*** Opening of Source document ***

The best advice I could give you is to spend $50 or so and buy The New Cider Maker's Handbook by Claude Jolicoeur and/or Craft Cidermaking by Andrew Lea. They cover a lot of the same stuff but sometimes from a different perspective as well as some different topics.

The next best advice is what you have already done... ask questions here. The search function at the top RHS of the screen will take you to good information about almost any topic relating to cider.

Welcome to the fun!

P.S. It occurred to me that this attachment might "fast track" the basics for you. I generally give it out to people who ask me "how do you make cider?"
I appreciate your thoughts. I'll have to check out your suggestion.
 
Hi dirigiboy - and welcome. Loved your tale about making cider 40 years ago. My guess is that the cider you made was probably around 6-7 % alcohol by volume. Most apples have about a pound of sugar in a gallon of pressed juice so the starting gravity (density) would be about 1.050. A cider at 6 or 7% ABV is about twice the level of alcohol a mass produced beer or lager will have.

*** Close of Source document ***

Tasks and exercises ->
1/ Copy the cider discussion from "The best advice" to "some different topics.", inclusive, and swap "perspective" for "angle".
2/ In the cider discussion, what starting gravity is given for pressed juice with about a pound of sugar per gallon?
3/ Write the next part of the cider discussion, starting after its last sentence.
The records have no connection to the cider discussion.

*** Opening of Entries supplied ***

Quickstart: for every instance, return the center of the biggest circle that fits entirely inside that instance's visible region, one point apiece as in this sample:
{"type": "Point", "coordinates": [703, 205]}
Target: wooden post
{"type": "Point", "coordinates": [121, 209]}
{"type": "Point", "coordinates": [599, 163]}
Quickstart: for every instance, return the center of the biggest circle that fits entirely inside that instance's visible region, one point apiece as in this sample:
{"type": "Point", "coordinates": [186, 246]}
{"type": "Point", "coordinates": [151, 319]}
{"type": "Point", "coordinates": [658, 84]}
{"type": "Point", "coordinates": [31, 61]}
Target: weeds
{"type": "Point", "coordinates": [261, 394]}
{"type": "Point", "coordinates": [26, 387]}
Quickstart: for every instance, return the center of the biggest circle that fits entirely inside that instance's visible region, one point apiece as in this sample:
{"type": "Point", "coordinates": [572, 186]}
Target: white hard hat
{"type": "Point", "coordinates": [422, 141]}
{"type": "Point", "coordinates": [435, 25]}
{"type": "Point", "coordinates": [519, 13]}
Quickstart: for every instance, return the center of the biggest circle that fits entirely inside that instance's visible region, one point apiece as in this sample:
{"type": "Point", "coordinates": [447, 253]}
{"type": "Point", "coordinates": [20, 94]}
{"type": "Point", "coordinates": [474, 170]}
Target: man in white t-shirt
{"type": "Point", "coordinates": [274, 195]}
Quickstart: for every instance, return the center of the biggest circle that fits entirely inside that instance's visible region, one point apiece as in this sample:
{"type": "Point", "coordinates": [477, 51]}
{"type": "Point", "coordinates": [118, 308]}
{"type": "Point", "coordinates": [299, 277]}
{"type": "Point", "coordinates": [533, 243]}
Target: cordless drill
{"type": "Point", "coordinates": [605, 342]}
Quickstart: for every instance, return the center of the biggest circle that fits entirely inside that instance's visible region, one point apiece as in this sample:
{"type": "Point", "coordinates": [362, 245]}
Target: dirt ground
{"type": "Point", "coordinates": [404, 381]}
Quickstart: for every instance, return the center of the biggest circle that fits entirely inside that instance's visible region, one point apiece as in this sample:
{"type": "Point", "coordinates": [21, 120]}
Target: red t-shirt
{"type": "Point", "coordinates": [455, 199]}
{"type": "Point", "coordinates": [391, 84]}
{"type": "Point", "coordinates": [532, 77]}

*** Close of Entries supplied ***

Answers to the exercise ->
1/
The best advice I could give you is to spend $50 or so and buy The New Cider Maker's Handbook by Claude Jolicoeur and/or Craft Cidermaking by Andrew Lea. They cover a lot of the same stuff but sometimes from a different angle as well as some different topics.

2/ About 1.050.

3/
I was amazed at all the tweaking people do with cider. I don't think I'm one of them. I do want to improve my cider, but with more of a minimalist approach if that makes sense. My first two years putting up cider in 50 gal. barrels, there was nothing added and, there really was nothing outstanding about the end product.....even after going by the old tradition of waiting until first haying. I think that cider book would be a good thing to have so I'll look for it. I'll continue to read here and ask questions as needed. I can see there are some very knowledgeable people here who enjoy experimenting. I have to assume that many of them received chemistry sets for Christmas as kids.